Information supplied:

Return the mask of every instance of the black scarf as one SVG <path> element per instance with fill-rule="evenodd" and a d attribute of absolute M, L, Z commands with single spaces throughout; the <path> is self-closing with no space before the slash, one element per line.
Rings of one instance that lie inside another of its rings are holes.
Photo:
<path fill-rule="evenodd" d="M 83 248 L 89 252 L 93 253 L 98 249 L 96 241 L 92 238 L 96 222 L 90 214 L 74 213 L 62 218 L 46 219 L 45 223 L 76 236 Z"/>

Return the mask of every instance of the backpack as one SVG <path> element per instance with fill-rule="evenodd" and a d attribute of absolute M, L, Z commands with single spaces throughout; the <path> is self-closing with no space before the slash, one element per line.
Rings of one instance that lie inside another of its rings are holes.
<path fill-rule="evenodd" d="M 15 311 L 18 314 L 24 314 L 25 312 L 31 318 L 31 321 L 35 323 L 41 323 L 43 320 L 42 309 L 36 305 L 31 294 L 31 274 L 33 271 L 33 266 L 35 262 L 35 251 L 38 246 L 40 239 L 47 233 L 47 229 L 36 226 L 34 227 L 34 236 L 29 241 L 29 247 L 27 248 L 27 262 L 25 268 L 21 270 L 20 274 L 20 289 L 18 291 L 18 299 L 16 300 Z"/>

==

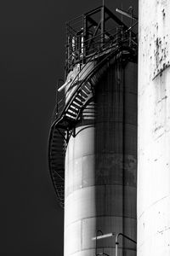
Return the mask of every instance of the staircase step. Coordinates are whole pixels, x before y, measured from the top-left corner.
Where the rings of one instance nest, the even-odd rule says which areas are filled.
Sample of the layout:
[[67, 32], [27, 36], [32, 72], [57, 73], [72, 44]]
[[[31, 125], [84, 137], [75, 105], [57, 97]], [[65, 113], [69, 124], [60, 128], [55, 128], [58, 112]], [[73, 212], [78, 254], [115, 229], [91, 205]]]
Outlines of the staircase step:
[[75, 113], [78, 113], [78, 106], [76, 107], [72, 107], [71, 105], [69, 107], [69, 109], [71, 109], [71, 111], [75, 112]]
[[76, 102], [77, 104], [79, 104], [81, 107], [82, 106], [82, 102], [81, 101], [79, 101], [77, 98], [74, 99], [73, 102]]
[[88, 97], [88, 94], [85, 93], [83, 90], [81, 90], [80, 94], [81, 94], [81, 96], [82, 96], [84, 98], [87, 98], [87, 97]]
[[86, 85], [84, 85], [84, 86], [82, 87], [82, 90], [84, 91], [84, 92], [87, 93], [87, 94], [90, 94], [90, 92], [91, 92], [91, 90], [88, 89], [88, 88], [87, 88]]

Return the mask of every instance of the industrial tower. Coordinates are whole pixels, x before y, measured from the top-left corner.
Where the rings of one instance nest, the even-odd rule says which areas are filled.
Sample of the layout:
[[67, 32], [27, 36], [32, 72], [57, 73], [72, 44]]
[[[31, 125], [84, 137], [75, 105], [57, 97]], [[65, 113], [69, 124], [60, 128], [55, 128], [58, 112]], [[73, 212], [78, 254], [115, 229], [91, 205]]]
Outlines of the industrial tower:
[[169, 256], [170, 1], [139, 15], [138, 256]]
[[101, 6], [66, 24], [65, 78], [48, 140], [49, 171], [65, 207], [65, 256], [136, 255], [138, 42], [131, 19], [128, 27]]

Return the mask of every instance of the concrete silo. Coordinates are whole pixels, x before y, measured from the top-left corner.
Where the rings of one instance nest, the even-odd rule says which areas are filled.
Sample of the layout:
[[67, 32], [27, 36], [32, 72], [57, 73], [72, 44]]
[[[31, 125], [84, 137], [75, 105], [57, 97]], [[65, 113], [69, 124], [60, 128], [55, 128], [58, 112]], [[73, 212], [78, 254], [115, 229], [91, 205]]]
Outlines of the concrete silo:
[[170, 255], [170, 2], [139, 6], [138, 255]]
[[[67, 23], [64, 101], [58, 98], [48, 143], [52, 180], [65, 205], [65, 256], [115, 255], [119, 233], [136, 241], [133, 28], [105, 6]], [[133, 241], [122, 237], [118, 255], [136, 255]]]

What to produce: Rescale the entries between the lines holding "Return the mask of every instance of the staircase" and "19], [128, 27]]", inclusive, and write all of those lines out again with the requests included. Multiply every outline coordinate in the answers by 2 and round to whole numbers, halves up, but leave the numbers in the requests and their layout samples as they are.

The answer:
Return the mask of every instance of the staircase step. Coordinates are whole pixels, x before y, measured from the top-left corner.
Where the rings of one instance nest, the even-odd rule says which areas are filled.
Sample of the layout:
[[67, 32], [27, 36], [32, 72], [57, 73], [72, 44]]
[[[31, 125], [84, 137], [75, 105], [57, 97]], [[65, 113], [69, 124], [60, 128], [55, 128], [58, 112]], [[73, 212], [78, 254], [115, 229], [91, 205]]]
Outlines of the staircase step:
[[150, 226], [156, 226], [156, 212], [152, 214], [144, 214], [142, 210], [138, 214], [138, 218], [142, 218], [142, 222], [150, 224]]
[[152, 204], [154, 208], [158, 208], [162, 214], [164, 212], [164, 204], [162, 202], [158, 202], [154, 196], [148, 198], [146, 204]]
[[176, 194], [176, 188], [170, 186], [166, 180], [162, 180], [160, 188], [162, 188], [162, 192], [164, 192], [168, 196], [174, 196], [174, 194]]
[[172, 170], [168, 170], [168, 172], [164, 174], [164, 180], [168, 182], [168, 184], [174, 186], [174, 188], [180, 188], [180, 184], [182, 184], [182, 180], [176, 178], [176, 176], [174, 176]]

Return the mask of every instance of the industrial tower. Coordinates are whole pixels, x before y, measured from the top-left corner.
Where the rings of one instance nest, the even-odd rule says which areas are filled.
Sample of the layout:
[[67, 32], [27, 36], [32, 72], [57, 73], [72, 44]]
[[[31, 125], [84, 137], [75, 105], [57, 97]], [[65, 113], [69, 124], [60, 128], [55, 128], [58, 112]], [[73, 212], [78, 254], [115, 229], [91, 205]]]
Outlines of the industrial tower:
[[338, 512], [340, 2], [278, 30], [276, 512]]
[[202, 12], [132, 48], [130, 156], [96, 280], [98, 342], [130, 414], [130, 512], [272, 510], [276, 84], [262, 38], [256, 54]]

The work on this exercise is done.